Records from a data source:
- - - - -
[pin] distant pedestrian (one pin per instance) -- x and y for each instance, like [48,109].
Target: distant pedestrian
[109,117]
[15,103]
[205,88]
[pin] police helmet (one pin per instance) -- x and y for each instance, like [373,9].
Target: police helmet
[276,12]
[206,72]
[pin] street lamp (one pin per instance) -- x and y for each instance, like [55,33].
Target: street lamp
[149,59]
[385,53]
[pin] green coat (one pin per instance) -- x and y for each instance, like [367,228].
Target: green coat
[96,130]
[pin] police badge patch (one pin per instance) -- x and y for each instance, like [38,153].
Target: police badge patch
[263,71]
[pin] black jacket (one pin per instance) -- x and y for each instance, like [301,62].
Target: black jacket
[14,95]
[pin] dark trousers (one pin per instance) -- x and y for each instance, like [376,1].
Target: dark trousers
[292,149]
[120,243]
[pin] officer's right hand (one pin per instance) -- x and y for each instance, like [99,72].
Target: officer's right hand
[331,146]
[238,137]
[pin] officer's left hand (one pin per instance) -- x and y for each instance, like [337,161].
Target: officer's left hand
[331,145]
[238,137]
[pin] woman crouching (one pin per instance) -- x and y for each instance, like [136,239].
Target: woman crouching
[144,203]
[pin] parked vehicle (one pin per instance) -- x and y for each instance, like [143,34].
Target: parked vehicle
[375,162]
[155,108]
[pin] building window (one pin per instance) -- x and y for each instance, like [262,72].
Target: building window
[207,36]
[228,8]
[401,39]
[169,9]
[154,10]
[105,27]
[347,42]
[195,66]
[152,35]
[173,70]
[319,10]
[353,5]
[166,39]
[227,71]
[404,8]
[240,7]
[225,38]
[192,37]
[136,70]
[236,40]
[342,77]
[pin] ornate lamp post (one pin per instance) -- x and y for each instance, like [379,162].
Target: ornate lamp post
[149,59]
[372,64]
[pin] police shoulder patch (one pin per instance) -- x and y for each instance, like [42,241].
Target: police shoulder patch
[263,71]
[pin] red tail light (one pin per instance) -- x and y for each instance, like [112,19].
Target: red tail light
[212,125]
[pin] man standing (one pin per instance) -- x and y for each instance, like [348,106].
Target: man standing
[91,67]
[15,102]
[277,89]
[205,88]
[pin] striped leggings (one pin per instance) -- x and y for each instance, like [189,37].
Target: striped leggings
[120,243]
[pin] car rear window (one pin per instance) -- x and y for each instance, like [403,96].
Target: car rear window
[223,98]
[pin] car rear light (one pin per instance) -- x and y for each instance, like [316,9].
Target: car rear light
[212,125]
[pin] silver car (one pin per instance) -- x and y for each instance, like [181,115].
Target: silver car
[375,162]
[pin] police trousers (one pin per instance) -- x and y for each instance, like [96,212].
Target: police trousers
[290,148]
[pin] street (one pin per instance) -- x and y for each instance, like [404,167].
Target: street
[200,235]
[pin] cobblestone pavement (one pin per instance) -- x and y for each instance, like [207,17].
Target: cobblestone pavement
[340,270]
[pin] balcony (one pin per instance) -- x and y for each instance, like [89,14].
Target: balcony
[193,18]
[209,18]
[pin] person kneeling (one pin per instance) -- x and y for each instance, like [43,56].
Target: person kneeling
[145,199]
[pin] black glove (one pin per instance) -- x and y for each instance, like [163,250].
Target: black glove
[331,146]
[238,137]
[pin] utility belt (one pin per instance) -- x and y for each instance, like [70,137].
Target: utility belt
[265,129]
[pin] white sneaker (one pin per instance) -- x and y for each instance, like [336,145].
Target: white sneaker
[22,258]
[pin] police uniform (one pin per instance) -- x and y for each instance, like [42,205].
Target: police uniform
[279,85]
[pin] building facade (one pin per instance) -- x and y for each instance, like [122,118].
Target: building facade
- - - - -
Exercise directions ▸ Repeat, word for word, every line from the line that contains "[pin] car rear window" to the end of the entries; include both of those lines and no others.

Result of this exercise ▸
[pin] car rear window (one pin per instance) -- x and y for each instance, like [403,96].
Target: car rear window
[223,98]
[pin] car rear light (one pin per instance) -- x and y for each instance, like [316,9].
Target: car rear light
[212,125]
[pin] silver car (one pin per instance) -- x and y for each instance, like [181,115].
Target: silver car
[375,162]
[pin] police trousers (one pin per instance) -- x and y for each instance, like [96,212].
Target: police trousers
[290,148]
[pin] street (one pin per instance) -- x and y for each instance, like [404,167].
Target: street
[200,235]
[pin] cobblestone pavement (one pin per instance) -- x and y for each instance, like [207,17].
Target: cobblestone pavement
[340,270]
[pin] balcony (one pin per instance) -- x and y for each instance, like [89,14].
Target: balcony
[193,18]
[209,18]
[pin] person kneeling (one pin per instance) -- x and y for each instance, like [43,56].
Target: person kneeling
[145,199]
[pin] black glove (one pin per instance) -- x and y for each instance, like [163,250].
Target: black glove
[331,146]
[238,137]
[pin] utility belt (one pin per instance) -- x and y for each instance, like [70,137].
Target: utility belt
[265,129]
[pin] white sneaker (one pin per instance) -- x and y for each instance, like [336,145].
Target: white sneaker
[22,258]
[pin] police uniform (one pin per instance) -- x and y for each instance, like [42,205].
Target: police uniform
[279,85]
[pin] building facade (one pin per instance) -- x and y for each instance, like [122,118].
Target: building facade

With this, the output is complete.